ENTRIES PROVIDED section start

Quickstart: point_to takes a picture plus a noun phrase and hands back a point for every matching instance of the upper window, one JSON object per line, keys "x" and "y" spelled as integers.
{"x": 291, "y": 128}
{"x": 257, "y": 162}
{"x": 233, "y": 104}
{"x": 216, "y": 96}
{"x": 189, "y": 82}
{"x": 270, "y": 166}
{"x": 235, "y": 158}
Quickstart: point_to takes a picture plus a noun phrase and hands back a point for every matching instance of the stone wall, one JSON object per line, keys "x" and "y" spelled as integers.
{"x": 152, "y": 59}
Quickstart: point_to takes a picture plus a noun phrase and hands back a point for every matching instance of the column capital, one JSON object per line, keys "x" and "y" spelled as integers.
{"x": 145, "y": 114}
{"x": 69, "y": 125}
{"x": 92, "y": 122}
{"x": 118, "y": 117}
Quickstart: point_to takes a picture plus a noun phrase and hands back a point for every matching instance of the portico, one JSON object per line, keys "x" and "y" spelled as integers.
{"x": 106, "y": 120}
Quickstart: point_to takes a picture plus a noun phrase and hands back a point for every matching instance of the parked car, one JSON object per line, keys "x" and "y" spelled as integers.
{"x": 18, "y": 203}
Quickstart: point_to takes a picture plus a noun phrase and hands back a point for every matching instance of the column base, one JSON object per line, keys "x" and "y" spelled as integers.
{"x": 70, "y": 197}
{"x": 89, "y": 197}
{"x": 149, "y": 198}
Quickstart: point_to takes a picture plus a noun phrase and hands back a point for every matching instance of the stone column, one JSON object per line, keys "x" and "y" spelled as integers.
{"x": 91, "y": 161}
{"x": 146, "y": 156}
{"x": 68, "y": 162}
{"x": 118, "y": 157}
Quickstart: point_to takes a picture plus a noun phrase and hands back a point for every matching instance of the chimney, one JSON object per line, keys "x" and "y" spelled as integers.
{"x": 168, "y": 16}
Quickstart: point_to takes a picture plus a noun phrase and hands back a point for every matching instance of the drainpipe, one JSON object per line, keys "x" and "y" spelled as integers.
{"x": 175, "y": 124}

ENTRIES PROVIDED section end

**WORK ITEM:** Each line of the data needs to be repeated exactly.

**OUTPUT:**
Quickstart: point_to takes a picture plus a noun phrase and hands back a point for every matching instance of the upper window, one JSON object per line, keys "x" and "y" spelled as integers.
{"x": 291, "y": 128}
{"x": 257, "y": 162}
{"x": 233, "y": 104}
{"x": 216, "y": 96}
{"x": 189, "y": 82}
{"x": 270, "y": 166}
{"x": 235, "y": 158}
Quickstart: point_to takes a picture plus a noun phrase and hands back a point for every matching instance of the stone wall, one JSON object per line, keys "x" and "y" spelled as integers.
{"x": 152, "y": 59}
Quickstart: point_to takes a picture plus a noun phrase and hands back a point for every matching instance of the column capital, one JSON object per line, keys "x" and "y" spelled as integers.
{"x": 145, "y": 114}
{"x": 69, "y": 125}
{"x": 92, "y": 122}
{"x": 118, "y": 117}
Quickstart: point_to takes a picture plus a noun phrase and hands back a point for every matching instance of the portico, one JSON object per line, keys "x" and "y" spelled as integers.
{"x": 106, "y": 120}
Quickstart: point_to takes a picture plus a noun phrase and hands back a point for every matching instance of the parked car, one JSON object per line, keys "x" and "y" spelled as integers.
{"x": 18, "y": 203}
Quickstart: point_to takes a picture plus a noun phrase and hands back a point for every matching instance of the column base, one JSON object per line, keys "x" and "y" spelled as integers.
{"x": 70, "y": 197}
{"x": 89, "y": 197}
{"x": 149, "y": 198}
Quickstart: point_to takes a picture plus a noun phrase and hands back a point for every matching instance of the stone column, one JSON object per line, keys "x" and "y" spelled as integers.
{"x": 91, "y": 161}
{"x": 146, "y": 156}
{"x": 68, "y": 162}
{"x": 118, "y": 157}
Quickstart: point_to takes a picture plus a noun phrase and hands back a point for every matching instance of the chimney, one JSON object per line, keys "x" and "y" spelled as integers.
{"x": 168, "y": 16}
Quickstart: point_to takes a picture plus a noun phrase and hands back a point for every matching instance of the drainpipe, one JSON object per line, keys "x" and "y" spelled as integers.
{"x": 175, "y": 124}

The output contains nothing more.